WHAT IS ASKED — Starting with the line that contains "Mark one point on each instance of the leopard's head", copy each line exactly through the end of the listing, and omit all pictures.

SOURCE RECORDS —

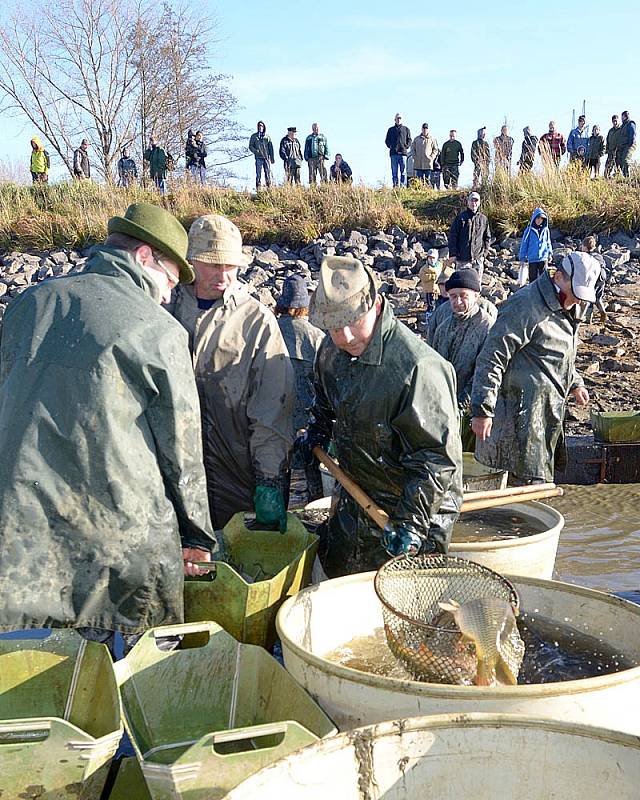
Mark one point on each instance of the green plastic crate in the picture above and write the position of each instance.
(60, 717)
(204, 717)
(279, 563)
(616, 427)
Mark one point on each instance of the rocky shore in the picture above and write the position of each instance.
(608, 359)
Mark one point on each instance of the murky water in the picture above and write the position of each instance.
(600, 544)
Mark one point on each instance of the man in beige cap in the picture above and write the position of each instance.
(244, 378)
(389, 403)
(101, 477)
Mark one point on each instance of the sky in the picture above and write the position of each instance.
(352, 65)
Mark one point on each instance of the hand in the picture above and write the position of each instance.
(481, 426)
(400, 540)
(268, 503)
(191, 554)
(580, 395)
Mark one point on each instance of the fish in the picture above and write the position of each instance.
(490, 624)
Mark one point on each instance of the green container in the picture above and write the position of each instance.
(60, 717)
(476, 477)
(278, 563)
(204, 717)
(616, 427)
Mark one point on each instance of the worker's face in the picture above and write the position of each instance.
(354, 339)
(212, 280)
(462, 300)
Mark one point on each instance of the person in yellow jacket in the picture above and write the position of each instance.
(39, 162)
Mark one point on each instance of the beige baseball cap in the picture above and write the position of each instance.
(346, 291)
(214, 239)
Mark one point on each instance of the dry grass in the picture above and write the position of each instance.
(75, 215)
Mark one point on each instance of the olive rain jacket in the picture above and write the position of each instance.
(394, 421)
(523, 377)
(101, 472)
(460, 340)
(246, 387)
(302, 340)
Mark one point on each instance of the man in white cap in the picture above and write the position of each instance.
(388, 402)
(525, 373)
(244, 378)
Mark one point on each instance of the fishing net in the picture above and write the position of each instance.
(423, 636)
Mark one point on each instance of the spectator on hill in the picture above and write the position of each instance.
(470, 236)
(398, 140)
(613, 142)
(528, 154)
(291, 155)
(316, 152)
(535, 248)
(481, 157)
(595, 151)
(451, 158)
(424, 149)
(627, 144)
(504, 150)
(40, 162)
(127, 170)
(261, 146)
(340, 171)
(578, 142)
(158, 160)
(81, 166)
(552, 146)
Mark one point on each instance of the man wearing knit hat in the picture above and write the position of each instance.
(525, 373)
(102, 488)
(244, 379)
(460, 338)
(388, 402)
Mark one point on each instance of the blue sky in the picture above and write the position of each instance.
(352, 65)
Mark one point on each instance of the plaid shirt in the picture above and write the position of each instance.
(554, 143)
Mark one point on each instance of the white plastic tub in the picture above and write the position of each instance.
(454, 757)
(321, 618)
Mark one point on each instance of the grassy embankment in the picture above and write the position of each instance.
(74, 215)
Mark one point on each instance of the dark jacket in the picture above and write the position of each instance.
(101, 473)
(523, 377)
(394, 420)
(469, 236)
(398, 140)
(261, 146)
(290, 151)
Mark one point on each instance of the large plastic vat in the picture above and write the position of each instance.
(278, 564)
(324, 617)
(204, 717)
(455, 757)
(532, 556)
(60, 717)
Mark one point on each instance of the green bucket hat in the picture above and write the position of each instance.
(158, 228)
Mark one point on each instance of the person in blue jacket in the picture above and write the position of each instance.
(535, 248)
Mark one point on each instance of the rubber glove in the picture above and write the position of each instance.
(268, 503)
(401, 540)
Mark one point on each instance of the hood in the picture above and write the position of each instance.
(539, 212)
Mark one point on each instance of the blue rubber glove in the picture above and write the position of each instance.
(401, 541)
(268, 503)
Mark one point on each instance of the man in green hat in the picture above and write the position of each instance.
(388, 401)
(103, 501)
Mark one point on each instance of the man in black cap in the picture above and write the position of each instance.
(291, 155)
(470, 236)
(460, 337)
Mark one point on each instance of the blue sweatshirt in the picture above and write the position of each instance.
(536, 241)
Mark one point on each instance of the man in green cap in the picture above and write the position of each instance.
(388, 401)
(244, 377)
(102, 489)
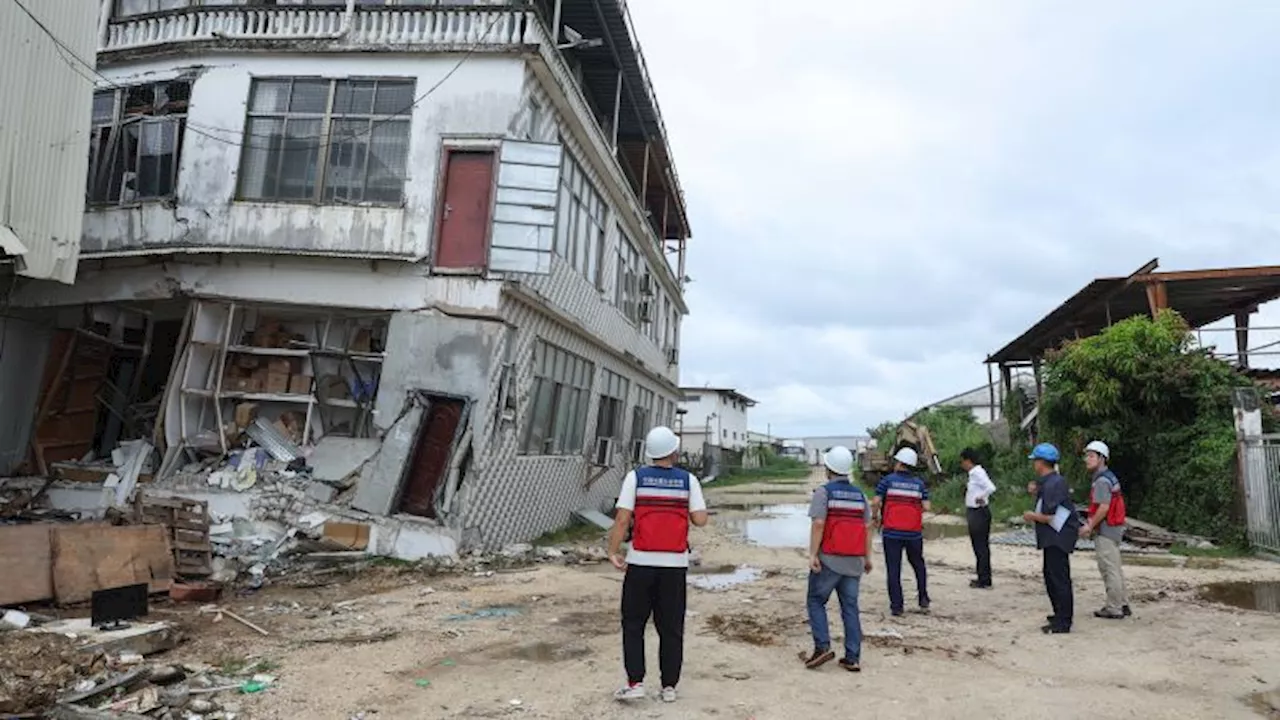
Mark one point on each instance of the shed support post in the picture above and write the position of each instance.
(1242, 337)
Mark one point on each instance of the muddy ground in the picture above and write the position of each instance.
(544, 642)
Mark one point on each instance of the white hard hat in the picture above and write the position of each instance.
(906, 456)
(661, 442)
(839, 460)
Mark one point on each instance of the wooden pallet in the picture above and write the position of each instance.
(187, 522)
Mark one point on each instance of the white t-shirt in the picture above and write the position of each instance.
(649, 559)
(979, 486)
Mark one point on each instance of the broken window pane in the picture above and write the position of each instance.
(136, 142)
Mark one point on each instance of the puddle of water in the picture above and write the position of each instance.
(787, 525)
(547, 652)
(725, 578)
(484, 613)
(1248, 596)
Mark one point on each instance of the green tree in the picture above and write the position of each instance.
(1165, 410)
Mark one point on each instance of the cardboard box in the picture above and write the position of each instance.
(277, 382)
(362, 341)
(242, 383)
(352, 536)
(300, 384)
(245, 414)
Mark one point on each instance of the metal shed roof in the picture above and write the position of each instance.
(1200, 296)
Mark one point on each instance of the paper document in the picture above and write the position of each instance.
(1060, 519)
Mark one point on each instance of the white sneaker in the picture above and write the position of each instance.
(630, 692)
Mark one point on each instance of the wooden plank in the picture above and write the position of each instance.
(94, 556)
(26, 564)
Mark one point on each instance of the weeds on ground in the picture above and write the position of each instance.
(572, 533)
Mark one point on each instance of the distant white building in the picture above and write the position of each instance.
(716, 417)
(814, 447)
(979, 399)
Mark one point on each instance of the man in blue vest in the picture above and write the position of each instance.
(901, 500)
(840, 542)
(658, 502)
(1056, 531)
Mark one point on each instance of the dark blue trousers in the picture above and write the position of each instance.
(914, 548)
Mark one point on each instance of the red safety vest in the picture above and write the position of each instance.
(904, 505)
(662, 510)
(845, 531)
(1116, 510)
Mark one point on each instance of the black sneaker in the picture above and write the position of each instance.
(818, 659)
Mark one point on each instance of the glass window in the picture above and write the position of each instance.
(556, 420)
(361, 156)
(136, 142)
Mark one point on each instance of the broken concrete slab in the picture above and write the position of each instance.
(27, 564)
(595, 518)
(336, 459)
(142, 638)
(379, 486)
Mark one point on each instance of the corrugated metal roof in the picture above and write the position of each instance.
(1200, 296)
(45, 100)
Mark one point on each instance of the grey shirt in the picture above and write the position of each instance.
(840, 564)
(1102, 493)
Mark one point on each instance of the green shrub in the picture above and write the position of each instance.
(1165, 410)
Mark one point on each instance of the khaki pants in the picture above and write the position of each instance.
(1107, 552)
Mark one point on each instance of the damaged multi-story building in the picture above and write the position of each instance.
(446, 236)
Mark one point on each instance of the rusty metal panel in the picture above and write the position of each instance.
(45, 99)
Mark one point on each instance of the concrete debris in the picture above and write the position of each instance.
(138, 639)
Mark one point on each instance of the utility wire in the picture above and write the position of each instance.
(206, 131)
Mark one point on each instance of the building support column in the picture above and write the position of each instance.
(1242, 337)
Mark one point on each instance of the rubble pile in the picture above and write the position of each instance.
(35, 668)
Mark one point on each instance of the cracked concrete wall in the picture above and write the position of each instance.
(23, 349)
(437, 354)
(480, 99)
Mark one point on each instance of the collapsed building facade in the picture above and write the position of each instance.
(446, 244)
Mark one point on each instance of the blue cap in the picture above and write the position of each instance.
(1045, 451)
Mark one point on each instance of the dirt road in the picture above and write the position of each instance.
(544, 643)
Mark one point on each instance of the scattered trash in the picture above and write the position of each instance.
(14, 619)
(485, 613)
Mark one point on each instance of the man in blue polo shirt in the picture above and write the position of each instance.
(901, 500)
(1056, 531)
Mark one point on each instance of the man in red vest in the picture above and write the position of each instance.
(1106, 519)
(658, 502)
(901, 499)
(840, 540)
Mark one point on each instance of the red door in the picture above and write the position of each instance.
(464, 213)
(432, 456)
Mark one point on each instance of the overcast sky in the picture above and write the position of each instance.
(881, 194)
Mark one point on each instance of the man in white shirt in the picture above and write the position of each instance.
(658, 502)
(978, 513)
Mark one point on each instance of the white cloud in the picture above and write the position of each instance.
(883, 192)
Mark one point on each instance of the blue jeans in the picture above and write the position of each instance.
(914, 548)
(821, 586)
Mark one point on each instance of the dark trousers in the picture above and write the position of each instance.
(914, 548)
(979, 536)
(1057, 584)
(659, 592)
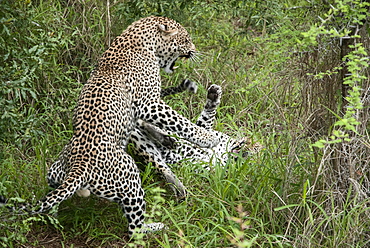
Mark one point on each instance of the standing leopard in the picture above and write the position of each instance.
(123, 88)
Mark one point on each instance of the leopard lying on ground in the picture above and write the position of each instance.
(148, 139)
(158, 147)
(123, 88)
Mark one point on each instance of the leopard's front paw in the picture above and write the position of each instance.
(214, 95)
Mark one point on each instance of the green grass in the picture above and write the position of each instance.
(288, 195)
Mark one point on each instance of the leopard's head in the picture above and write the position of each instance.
(173, 42)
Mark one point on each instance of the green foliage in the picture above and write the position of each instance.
(355, 61)
(270, 57)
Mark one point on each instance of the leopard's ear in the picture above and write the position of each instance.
(166, 32)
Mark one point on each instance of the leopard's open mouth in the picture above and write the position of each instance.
(172, 66)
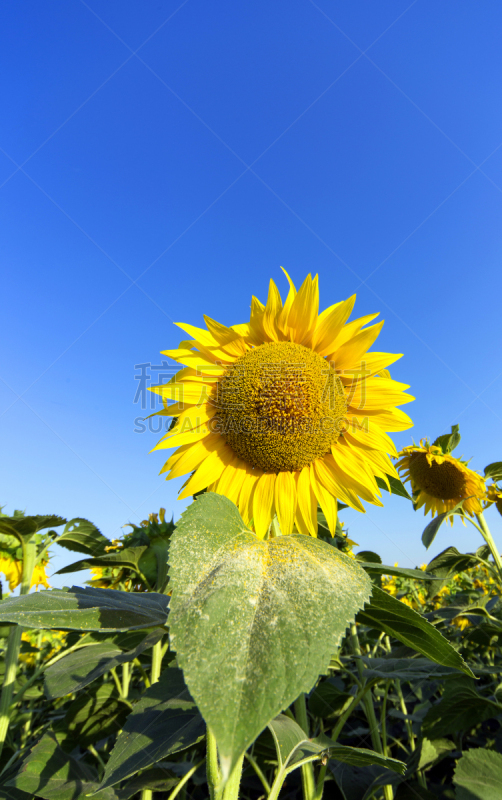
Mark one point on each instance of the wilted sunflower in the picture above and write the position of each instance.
(284, 412)
(439, 480)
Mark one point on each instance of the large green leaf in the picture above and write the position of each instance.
(479, 775)
(86, 610)
(405, 669)
(387, 614)
(396, 487)
(165, 721)
(263, 616)
(293, 747)
(94, 714)
(83, 666)
(129, 557)
(82, 536)
(460, 708)
(49, 772)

RESPONSE TO THIS EXERCISE —
Mark one point on each instance of the leopard's head in the picture above and write the position of each instance.
(173, 42)
Mark one point on each instance of the green foliage in the picture above and write the position of each instance.
(355, 61)
(270, 57)
Mark one point on each instance of the leopard's ear in the picture above and write the position of each instance.
(166, 32)
Mark one point on each instance of the leopard's open mouth in the picture above and write the position of each instance.
(172, 66)
Mark one point on each instance of the wilted sunflower in the picture above and write the position of each instance.
(284, 412)
(439, 480)
Mark one point on each instance of the large green leaf in the picture above and write the position of each instance.
(479, 775)
(86, 610)
(405, 669)
(387, 614)
(396, 487)
(165, 721)
(263, 616)
(293, 747)
(94, 714)
(83, 666)
(129, 557)
(82, 536)
(460, 708)
(49, 772)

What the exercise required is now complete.